### WORKING DATA ###

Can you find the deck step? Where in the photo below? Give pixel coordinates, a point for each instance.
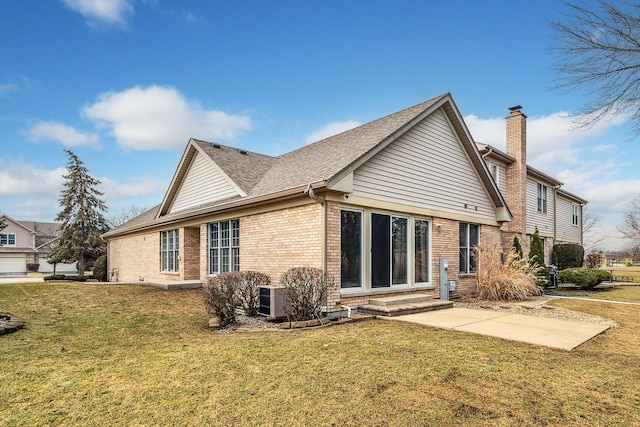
(401, 309)
(401, 300)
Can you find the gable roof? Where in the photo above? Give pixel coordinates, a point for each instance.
(321, 164)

###

Restate the material above word for word; pictures do not belong in the copy.

COMPLETED EXERCISE.
Can you find the deck step? Where in the photo below? Give pixel coordinates, a point for each instance.
(401, 309)
(401, 300)
Can you find the gable roof? Where in the photo above? Give pixel coordinates, a point for each instance.
(321, 164)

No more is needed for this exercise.